** START Text to read **

Pests in the Garden of Green Shoots
Nouriel Roubini must be reading up on Green Lantern spectragnosis: "Green shoots or yellow weeds?" Roubini asks in a long article (free reg. req.) describing "double dip W-shaped recession" and other potential dipsy doodles. The chairman of Roubini Global Economics, whose mid-decade bearishness on real estate and credit was ignored at the time but has since earned him honors as the second greatest public intellectual on Planet Earth, refers to a "trifecta of risks," then lists a quadrafecta and a decafecta of support for that trifecta.
These days some folks are seeing the light at the end of the bottom that is turning the corner, and Roubini acknowledges that some signs look positive. But like the teen math geek in a Hollywood film who can't get the Air Force to believe his crackpot theory about global-warming aliens, Roubini says they caught a shark, not the shark. Some red meat:
Let us leave aside that the optimists -- including Bernanke, Greenspan and 80% of sell side research -- has been repeating the refrain that the housing slump will bottom out soon since early 2007 (while totally missing its bust that started in mid-2006) and have been proven wrong quarter after quarters for all of 2007, all of 2008 and all of the current 2009. The reality is that, in spite of all the talk of green shoots in housing there is very little evidence for it so far and home prices need to fall at least another 15 to 20% before they bottom out.

** END Text to read **
** START Provided information **

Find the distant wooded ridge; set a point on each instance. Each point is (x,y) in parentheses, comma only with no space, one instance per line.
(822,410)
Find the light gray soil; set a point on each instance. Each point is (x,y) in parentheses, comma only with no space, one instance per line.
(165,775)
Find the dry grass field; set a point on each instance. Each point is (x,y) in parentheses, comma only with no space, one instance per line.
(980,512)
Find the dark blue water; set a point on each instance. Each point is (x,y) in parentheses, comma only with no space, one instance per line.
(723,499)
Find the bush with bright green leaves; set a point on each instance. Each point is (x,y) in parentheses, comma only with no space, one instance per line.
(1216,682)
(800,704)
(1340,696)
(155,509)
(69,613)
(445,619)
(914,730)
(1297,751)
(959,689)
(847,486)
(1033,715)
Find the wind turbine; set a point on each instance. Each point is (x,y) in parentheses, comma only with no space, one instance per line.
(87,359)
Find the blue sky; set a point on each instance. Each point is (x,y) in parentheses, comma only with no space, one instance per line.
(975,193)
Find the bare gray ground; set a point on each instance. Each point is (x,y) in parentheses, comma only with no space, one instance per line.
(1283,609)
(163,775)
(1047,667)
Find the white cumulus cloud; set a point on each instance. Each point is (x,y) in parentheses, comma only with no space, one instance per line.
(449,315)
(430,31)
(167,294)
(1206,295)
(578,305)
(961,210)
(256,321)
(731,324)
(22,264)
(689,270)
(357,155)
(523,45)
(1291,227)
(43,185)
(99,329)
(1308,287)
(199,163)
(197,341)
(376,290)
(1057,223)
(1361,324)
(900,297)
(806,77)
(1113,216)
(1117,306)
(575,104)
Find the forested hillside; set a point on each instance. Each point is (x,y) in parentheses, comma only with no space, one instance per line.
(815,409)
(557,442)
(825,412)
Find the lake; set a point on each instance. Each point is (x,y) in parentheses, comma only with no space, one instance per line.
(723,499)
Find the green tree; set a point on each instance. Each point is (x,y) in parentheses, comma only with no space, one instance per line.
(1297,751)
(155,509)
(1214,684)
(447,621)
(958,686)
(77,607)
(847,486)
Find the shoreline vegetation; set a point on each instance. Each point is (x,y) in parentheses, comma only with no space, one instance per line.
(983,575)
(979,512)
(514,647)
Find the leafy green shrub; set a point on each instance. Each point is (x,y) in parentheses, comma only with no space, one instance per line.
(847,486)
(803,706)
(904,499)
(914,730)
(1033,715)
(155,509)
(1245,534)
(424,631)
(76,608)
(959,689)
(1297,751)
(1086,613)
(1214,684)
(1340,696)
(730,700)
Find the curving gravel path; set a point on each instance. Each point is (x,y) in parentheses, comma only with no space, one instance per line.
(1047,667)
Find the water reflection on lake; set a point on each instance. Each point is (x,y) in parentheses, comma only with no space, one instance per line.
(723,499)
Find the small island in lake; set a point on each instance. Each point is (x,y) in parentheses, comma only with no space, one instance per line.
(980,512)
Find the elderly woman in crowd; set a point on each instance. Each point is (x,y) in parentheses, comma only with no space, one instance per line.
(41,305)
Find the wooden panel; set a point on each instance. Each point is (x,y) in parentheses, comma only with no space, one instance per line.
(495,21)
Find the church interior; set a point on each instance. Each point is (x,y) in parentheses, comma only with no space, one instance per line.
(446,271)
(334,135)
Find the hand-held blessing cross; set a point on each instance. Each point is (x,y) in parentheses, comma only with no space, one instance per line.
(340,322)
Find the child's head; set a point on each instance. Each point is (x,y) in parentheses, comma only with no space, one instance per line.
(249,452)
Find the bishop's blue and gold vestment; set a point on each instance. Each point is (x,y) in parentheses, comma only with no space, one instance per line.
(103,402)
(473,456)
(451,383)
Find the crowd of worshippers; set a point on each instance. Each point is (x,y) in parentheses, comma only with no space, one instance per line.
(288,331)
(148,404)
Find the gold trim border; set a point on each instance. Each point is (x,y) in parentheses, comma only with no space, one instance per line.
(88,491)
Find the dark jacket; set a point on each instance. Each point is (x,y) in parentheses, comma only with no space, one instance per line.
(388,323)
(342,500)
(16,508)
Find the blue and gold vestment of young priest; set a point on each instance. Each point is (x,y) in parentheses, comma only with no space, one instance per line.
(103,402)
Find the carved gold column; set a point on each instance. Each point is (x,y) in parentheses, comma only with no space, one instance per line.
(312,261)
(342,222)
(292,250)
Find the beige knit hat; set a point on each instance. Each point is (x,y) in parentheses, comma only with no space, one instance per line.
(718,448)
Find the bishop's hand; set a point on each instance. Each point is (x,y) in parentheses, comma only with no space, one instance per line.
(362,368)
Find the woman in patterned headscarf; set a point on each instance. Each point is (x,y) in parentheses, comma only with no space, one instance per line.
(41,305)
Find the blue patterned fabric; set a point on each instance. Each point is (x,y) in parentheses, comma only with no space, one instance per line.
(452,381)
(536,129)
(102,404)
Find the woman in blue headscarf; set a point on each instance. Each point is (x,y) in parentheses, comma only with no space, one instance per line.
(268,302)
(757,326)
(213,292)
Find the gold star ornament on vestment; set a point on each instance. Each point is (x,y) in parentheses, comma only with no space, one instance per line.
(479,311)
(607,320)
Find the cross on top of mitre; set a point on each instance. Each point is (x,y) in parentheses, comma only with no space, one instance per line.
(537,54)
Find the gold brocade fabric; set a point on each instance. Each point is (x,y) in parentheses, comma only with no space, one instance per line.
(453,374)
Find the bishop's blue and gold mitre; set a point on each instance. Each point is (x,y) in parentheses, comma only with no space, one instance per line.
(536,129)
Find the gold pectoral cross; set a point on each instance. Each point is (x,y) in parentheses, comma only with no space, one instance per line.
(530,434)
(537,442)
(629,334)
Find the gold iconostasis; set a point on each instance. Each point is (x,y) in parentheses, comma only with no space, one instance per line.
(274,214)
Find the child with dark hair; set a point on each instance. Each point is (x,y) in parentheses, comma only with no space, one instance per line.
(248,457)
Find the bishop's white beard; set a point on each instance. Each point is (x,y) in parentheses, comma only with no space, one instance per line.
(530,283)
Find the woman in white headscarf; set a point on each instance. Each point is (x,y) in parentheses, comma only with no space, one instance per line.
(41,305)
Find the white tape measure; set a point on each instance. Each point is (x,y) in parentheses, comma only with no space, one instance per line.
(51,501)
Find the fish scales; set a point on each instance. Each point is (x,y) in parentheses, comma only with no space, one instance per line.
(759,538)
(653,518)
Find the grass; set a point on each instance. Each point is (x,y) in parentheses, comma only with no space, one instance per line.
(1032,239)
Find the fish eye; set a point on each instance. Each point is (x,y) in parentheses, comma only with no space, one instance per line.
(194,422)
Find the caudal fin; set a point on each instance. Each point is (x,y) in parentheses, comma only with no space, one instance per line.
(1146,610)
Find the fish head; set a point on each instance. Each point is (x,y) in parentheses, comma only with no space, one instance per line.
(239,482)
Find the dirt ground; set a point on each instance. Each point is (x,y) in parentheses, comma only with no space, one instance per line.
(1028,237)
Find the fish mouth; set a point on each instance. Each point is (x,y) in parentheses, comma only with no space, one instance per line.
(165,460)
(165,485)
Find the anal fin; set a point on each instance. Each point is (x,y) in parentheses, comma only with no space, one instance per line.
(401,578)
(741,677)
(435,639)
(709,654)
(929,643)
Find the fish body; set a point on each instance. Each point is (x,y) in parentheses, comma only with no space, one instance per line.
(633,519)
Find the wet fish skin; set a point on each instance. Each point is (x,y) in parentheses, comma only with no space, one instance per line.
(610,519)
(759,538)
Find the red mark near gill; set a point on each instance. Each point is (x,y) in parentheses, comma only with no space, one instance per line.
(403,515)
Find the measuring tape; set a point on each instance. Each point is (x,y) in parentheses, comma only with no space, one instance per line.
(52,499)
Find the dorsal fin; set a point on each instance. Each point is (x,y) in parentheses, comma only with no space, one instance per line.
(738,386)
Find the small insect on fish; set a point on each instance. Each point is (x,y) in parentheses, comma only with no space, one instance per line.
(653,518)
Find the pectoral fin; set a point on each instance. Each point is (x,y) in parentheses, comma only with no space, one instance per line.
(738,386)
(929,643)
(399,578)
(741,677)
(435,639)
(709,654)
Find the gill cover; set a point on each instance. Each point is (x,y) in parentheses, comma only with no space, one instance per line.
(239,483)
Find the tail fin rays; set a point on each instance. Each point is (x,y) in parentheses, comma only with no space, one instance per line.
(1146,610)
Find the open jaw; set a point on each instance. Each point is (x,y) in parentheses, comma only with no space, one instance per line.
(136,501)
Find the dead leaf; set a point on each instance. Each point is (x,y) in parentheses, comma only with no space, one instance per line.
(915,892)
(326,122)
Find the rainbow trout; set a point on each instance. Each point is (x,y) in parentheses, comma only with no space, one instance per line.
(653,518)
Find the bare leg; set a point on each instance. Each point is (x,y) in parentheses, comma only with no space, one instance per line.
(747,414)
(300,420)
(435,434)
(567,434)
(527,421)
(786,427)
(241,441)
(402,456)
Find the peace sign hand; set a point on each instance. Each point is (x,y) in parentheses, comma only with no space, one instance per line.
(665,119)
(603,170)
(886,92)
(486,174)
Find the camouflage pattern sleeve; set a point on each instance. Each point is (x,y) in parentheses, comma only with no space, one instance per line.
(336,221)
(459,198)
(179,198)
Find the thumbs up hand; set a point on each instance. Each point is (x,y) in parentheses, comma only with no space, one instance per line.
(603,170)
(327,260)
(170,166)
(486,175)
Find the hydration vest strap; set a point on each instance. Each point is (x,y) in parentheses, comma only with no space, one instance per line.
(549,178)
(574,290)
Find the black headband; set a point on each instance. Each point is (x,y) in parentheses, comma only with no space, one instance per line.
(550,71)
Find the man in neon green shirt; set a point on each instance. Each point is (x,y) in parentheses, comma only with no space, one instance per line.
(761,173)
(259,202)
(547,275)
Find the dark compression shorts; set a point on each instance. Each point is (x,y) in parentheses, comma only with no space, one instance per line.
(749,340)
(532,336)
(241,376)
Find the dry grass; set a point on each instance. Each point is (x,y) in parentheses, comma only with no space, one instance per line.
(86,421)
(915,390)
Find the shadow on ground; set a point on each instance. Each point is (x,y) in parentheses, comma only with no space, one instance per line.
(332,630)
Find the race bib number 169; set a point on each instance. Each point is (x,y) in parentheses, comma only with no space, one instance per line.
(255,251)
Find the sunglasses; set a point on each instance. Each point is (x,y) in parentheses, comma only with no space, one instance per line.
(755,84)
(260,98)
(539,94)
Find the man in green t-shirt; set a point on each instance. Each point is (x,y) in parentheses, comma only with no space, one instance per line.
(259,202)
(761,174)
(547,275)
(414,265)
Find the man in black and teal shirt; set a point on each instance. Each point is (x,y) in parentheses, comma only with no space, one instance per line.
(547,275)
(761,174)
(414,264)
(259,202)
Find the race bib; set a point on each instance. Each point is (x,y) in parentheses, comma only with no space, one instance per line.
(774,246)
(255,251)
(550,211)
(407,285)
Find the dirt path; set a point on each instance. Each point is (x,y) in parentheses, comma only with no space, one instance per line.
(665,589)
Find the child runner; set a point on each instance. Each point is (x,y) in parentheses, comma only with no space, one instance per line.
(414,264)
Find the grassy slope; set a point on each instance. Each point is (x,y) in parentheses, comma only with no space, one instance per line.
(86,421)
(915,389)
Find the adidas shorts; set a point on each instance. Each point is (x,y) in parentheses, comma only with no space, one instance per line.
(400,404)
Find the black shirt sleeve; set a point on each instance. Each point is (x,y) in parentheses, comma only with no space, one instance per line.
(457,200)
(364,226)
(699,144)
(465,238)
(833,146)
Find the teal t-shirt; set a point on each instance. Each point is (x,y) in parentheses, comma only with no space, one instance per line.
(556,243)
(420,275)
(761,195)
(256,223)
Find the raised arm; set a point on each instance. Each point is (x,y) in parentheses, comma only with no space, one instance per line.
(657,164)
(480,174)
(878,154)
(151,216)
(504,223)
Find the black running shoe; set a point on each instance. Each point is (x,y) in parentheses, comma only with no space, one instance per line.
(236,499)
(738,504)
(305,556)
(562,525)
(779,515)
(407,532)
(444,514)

** END Provided information **

Problem set:
**1)** In the piece about Roubini's recession warnings, how much further does it say home prices must fall before they bottom out?
**2)** Please extend the piece about Roubini's recession warnings, picking up right after its final sentence.

Exercise results:
**1)** At least another 15 to 20%.

**2)**
Also plenty of complex carbs for monetary policy buffs:
Sixth, the rapid and massive monetization of fiscal deficits - that has been pursued by central banks this year - is not yet inflationary in the short run as there are massive deflationary forces in the world given the slack in goods markets and labor markets; also the collapse in the velocity of money implies that the excess liquidity has been so far hoarded by banks in the form of excess reserves. But if central banks don't find a clear exit strategy from very easy monetary policies - that have led to the doubling or tripling of monetary base in the US alone - eventually either goods prices inflation and/or another dangerous asset and credit bubble will ensue when the global economy gets out of this severe recession. And some of the recent rise in equity prices, commodity prices and other risky assets prices is already clearly liquidity driven rather than being fully justified by the improving economic fundamentals.
Inflation may indeed become the path of least resistance for policy makers as it is easier to run the printing presses and cause inflation rather than pass politically difficult tax increases or spending cuts in Congress or other legislative bodies. But inflation is not a cheap solution to high public debts and the debt deflation problems of the private sector. If central banks were to allow the inflation genie out of the bottle allowing expected inflation and actual inflation to rise from low single digits to high single digits to double digits at some point a painful Volcker-style recessionary disinflation policy (like the one in 1980-82) would have to be implemented to break the back of inflation expectations and bring back the inflation genie expectation into the bottle.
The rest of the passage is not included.